--- TASK LIST ---
1 – Answer the following from the observability text below, one answer per line and marked as shown.
(a) Which function do you call to enable New Relic?
(b) Which file provides the canonical OTel surface?
(c) What does each built-in preset hardcode?
2 – Pick up the observability text below after its last line and keep writing it.

--- STUDY TEXT ---
What gets sent: task and agent spans (start/end, status, role, model, complexity), gate execution spans, cascade-router escalations, and exception traces. Logs are not piped directly — use the Datadog Agent's log file collection on .sdd/runtime/*.log if you need log correlation.

New Relic is also supported (apm_integration.py:39-44); set NEW_RELIC_LICENSE_KEY (or NEWRELIC_API_KEY) and call configure_newrelic().

OpenTelemetry / OTLP

core/observability/telemetry.py provides the canonical OTel surface: tracer, meter, span context manager, and named presets for common backends (telemetry.py:1-22).

from bernstein.core.observability.telemetry import (
    init_telemetry_from_preset, init_telemetry, start_span
)

# Built-in presets (telemetry.py:86-100): "jaeger", "grafana", "datadog",
# "zipkin", "console", and more. Each preset hardcodes endpoint, protocol,
# and TLS expectations.
init_telemetry_from_preset("jaeger")

--- STUDY MATERIAL ---
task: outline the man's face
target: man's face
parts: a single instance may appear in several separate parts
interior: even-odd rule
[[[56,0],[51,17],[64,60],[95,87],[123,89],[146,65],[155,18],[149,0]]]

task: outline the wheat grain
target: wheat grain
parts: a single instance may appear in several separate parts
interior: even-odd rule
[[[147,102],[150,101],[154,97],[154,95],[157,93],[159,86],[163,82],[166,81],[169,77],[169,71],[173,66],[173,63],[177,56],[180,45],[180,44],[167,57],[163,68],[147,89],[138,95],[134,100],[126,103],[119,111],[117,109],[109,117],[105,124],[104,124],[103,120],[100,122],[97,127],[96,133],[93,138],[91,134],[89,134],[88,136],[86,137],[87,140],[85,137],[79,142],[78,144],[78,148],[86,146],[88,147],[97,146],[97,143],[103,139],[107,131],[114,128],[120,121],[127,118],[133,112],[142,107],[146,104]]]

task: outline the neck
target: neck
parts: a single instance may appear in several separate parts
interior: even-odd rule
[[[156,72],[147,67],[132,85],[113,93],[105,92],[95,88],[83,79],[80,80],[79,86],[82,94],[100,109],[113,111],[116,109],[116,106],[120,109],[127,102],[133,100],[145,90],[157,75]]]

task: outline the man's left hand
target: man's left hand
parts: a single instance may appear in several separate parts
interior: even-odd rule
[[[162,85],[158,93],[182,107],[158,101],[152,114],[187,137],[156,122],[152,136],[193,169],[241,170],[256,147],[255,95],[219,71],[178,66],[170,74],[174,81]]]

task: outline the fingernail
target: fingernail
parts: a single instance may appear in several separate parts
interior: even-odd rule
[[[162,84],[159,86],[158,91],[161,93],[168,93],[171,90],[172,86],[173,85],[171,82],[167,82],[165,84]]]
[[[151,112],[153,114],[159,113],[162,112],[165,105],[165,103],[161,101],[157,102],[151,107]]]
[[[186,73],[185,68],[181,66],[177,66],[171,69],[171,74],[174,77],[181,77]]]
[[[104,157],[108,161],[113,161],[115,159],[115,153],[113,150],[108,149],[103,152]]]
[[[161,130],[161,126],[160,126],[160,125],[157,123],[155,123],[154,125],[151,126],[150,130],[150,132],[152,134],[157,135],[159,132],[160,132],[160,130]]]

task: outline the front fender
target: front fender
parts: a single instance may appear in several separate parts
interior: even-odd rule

--- TASK-BY-TASK RESULTS ---
1 –
(a) configure_newrelic()
(b) core/observability/telemetry.py
(c) The endpoint, the protocol, and the TLS expectations

2 –
# Or supply a custom OTLP endpoint
init_telemetry("http://my-collector:4317", protocol="grpc")

# Spans are produced from anywhere in the runtime
with start_span("task.run", {"task.id": task_id}):
    ...

The default protocol is OTLP/gRPC (telemetry.py:50, DEFAULT_PROTOCOL); switch to HTTP/protobuf via the protocol argument or via the preset's _HTTP_PROTOBUF (telemetry.py:53). The default service name is bernstein (telemetry.py:58).

Service maps work out of the box because every span carries service.name as a resource attribute; no extra config required for Tempo or Jaeger to associate them.

SLO tracking

core/observability/slo.py defines targets, computes status, and tracks error-budget burn-down (slo.py:1-13). Default targets ship at:

  • Task success rate ≥ 90 %
  • Merge success rate ≥ 95 %
  • P95 task duration < 30 minutes

Each target has current value, target threshold, warning_threshold, and a 1-hour rolling window_seconds (slo.py:80-89). Status is one of green / yellow / red (slo.py:64-69).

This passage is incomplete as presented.